## WHAT IS NEEDED
Take the records underneath and set them down exactly.
***
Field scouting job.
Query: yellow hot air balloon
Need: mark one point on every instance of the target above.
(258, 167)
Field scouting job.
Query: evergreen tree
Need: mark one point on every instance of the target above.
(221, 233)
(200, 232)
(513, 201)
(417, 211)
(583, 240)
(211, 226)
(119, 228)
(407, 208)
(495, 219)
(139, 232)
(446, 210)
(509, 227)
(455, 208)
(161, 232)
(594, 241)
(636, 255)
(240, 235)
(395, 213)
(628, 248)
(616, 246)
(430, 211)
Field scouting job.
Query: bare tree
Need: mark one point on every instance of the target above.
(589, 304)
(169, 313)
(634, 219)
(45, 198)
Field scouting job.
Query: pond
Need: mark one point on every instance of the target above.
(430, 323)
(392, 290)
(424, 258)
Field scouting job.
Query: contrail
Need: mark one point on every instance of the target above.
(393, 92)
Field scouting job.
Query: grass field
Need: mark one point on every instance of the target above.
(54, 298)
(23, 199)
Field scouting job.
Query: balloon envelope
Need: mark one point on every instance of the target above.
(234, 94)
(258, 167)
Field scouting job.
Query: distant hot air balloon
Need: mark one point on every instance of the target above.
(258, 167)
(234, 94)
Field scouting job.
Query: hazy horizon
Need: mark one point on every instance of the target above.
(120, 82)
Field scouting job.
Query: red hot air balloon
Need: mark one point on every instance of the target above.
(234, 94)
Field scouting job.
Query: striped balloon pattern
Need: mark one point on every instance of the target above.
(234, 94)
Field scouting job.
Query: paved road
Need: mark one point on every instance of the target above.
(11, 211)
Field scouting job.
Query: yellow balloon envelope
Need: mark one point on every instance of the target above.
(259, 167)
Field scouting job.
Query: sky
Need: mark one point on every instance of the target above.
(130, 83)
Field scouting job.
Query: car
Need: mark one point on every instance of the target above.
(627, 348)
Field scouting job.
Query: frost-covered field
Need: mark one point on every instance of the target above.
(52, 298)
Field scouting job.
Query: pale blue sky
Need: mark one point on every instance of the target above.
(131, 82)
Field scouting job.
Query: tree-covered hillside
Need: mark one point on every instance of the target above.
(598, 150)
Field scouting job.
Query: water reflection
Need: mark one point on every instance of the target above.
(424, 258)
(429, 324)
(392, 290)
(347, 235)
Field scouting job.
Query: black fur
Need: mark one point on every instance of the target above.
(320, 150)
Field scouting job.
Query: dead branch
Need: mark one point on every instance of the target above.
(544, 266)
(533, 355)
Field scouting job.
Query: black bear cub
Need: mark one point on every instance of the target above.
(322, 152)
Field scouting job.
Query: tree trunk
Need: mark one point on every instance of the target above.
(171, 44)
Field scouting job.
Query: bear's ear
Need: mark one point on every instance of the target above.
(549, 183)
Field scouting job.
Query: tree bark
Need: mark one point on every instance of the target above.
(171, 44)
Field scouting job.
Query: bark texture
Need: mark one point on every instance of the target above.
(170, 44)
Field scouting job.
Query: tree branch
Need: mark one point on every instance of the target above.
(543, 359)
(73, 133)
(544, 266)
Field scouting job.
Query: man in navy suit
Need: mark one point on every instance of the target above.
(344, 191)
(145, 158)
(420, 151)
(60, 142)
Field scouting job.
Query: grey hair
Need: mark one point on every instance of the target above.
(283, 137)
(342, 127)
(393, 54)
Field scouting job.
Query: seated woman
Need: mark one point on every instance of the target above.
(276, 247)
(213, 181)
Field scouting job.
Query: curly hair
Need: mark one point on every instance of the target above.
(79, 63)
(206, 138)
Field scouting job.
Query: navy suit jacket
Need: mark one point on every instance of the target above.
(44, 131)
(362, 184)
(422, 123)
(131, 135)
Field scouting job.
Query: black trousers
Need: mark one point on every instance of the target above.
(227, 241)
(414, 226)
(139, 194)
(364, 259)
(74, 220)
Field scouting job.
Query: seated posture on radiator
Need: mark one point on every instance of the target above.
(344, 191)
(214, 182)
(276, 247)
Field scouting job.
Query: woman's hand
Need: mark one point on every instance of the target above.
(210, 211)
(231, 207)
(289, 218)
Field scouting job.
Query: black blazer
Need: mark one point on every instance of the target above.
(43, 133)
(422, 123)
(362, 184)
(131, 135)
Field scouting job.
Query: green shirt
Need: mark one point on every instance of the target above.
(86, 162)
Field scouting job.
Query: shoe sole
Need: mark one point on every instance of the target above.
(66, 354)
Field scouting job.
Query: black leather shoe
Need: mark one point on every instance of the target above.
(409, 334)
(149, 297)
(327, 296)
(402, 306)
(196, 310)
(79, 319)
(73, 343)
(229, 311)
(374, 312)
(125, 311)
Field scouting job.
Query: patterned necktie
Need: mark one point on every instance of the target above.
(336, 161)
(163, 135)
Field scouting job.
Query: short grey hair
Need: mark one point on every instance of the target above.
***
## WRITTEN ANSWER
Field scouting job.
Query: yellow hot air balloon
Need: mark one point on every instance of the target above.
(258, 167)
Field scouting job.
Query: evergreen tree
Need: mark one point on every instance of the target above.
(221, 233)
(200, 232)
(513, 201)
(417, 211)
(583, 240)
(211, 226)
(119, 228)
(407, 208)
(495, 219)
(139, 232)
(446, 210)
(509, 227)
(455, 208)
(161, 232)
(594, 241)
(636, 255)
(240, 235)
(395, 213)
(628, 248)
(616, 246)
(430, 211)
Field scouting job.
Query: bare tree
Need: mark one point on every instance of the target above.
(589, 304)
(169, 313)
(634, 219)
(45, 198)
Field scouting job.
Query: pond
Need: mark one point on every instance of the target above.
(430, 323)
(392, 290)
(424, 258)
Field scouting job.
Query: contrail
Need: mark one point on every instance of the target above.
(393, 92)
Field scouting job.
Query: grass field
Need: mark one point on every instance of the target above.
(54, 298)
(23, 199)
Field scouting job.
Query: balloon envelope
Need: mark one point on every instance of the target above.
(234, 94)
(258, 167)
Field scouting job.
Query: distant hot air balloon
Need: mark one point on every instance of the target above.
(258, 167)
(234, 94)
Field scouting job.
Query: hazy horizon
Need: mark one point on every instance of the target above.
(120, 82)
Field scouting job.
Query: red hot air balloon
Need: mark one point on every instance of the target above.
(234, 94)
Field scouting job.
Query: striped balloon pattern
Need: mark one point on every instance of the target above.
(234, 94)
Field scouting job.
Query: paved road
Need: mark one point on every instance of the target above.
(11, 211)
Field scouting job.
Query: yellow balloon envelope
Need: mark one point on every instance of the target above.
(259, 167)
Field scouting job.
Query: sky
Need: mark one point on every instance of the target above.
(130, 83)
Field scouting job.
Query: car
Need: mark one point on every instance of the target above.
(627, 348)
Field scouting job.
Query: frost-covered field
Need: mark one point on every instance of the target above.
(52, 298)
Field scouting job.
Query: pale blue sky
Need: mark one point on every instance of the target above.
(131, 82)
Field scouting job.
Query: tree-covered hillside
Need: mark one point on every instance of the target above.
(598, 150)
Field scouting job.
Query: water reflection
Need: mark one point on every instance of the target above.
(424, 258)
(429, 324)
(392, 290)
(347, 235)
Field scouting job.
Query: black fur
Need: mark one point on every instance of the target above.
(320, 150)
Field scouting job.
Query: dead branch
Need: mark one point on every instance of the target above.
(544, 266)
(533, 355)
Field scouting job.
Query: black bear cub
Need: mark one point on every instance of the target above.
(322, 152)
Field scouting job.
Query: tree trunk
Need: mark one point on every instance of the target above.
(171, 44)
Field scouting job.
Query: bear's ear
Need: mark one point on every instance of the target above.
(549, 183)
Field scouting job.
Query: tree bark
Need: mark one point on every instance of the target above.
(171, 44)
Field scouting job.
Query: bark texture
Need: mark one point on every instance of the target above.
(170, 44)
Field scouting job.
Query: tree branch
Need: mark one point on every instance of the target above.
(543, 359)
(73, 133)
(544, 266)
Field scouting job.
Query: man in navy suit
Need: mark one point on every instance of the target above.
(344, 191)
(145, 158)
(420, 151)
(60, 142)
Field scouting job.
Query: grey hair
Need: mark one point on every instance of the target above.
(283, 137)
(342, 127)
(393, 54)
Field scouting job.
Query: seated woman
Need: mark one point on every instance of the target above.
(276, 247)
(213, 181)
Field scouting job.
Query: curly hair
Need: mark one point on every instance of the target above.
(79, 63)
(206, 138)
Field scouting job.
Query: navy suit jacket
Need: mark one point on every instance of the target above.
(44, 131)
(362, 184)
(422, 123)
(131, 135)
Field scouting job.
Query: black trousers
Need: mark one point on every instance of the target above.
(227, 241)
(414, 226)
(139, 194)
(364, 259)
(74, 220)
Field scouting job.
Query: seated posture on radiator
Need: mark one point on every instance of the target above.
(344, 191)
(214, 182)
(276, 247)
Field scouting job.
Query: woman's hand
Need: mark one point on every instance of the target above.
(210, 211)
(231, 207)
(289, 218)
Field scouting job.
Query: black blazer
Need: mark one point on every instance of the target above.
(43, 133)
(422, 123)
(362, 184)
(131, 135)
Field scouting job.
Query: green shirt
Need: mark one point on every instance of the target above.
(86, 162)
Field scouting job.
Query: shoe sole
Need: mark one point on every instance of the target above.
(66, 354)
Field scouting job.
Query: black leather shoe
Need: mark one point on every instance of the target above.
(409, 334)
(149, 297)
(327, 296)
(402, 306)
(196, 310)
(79, 319)
(73, 343)
(229, 311)
(374, 312)
(125, 311)
Field scouting job.
Query: patterned necktie
Need: mark one point on every instance of the target above.
(336, 161)
(163, 135)
Field scouting job.
Query: short grey hair
Need: mark one point on every instance of the target above.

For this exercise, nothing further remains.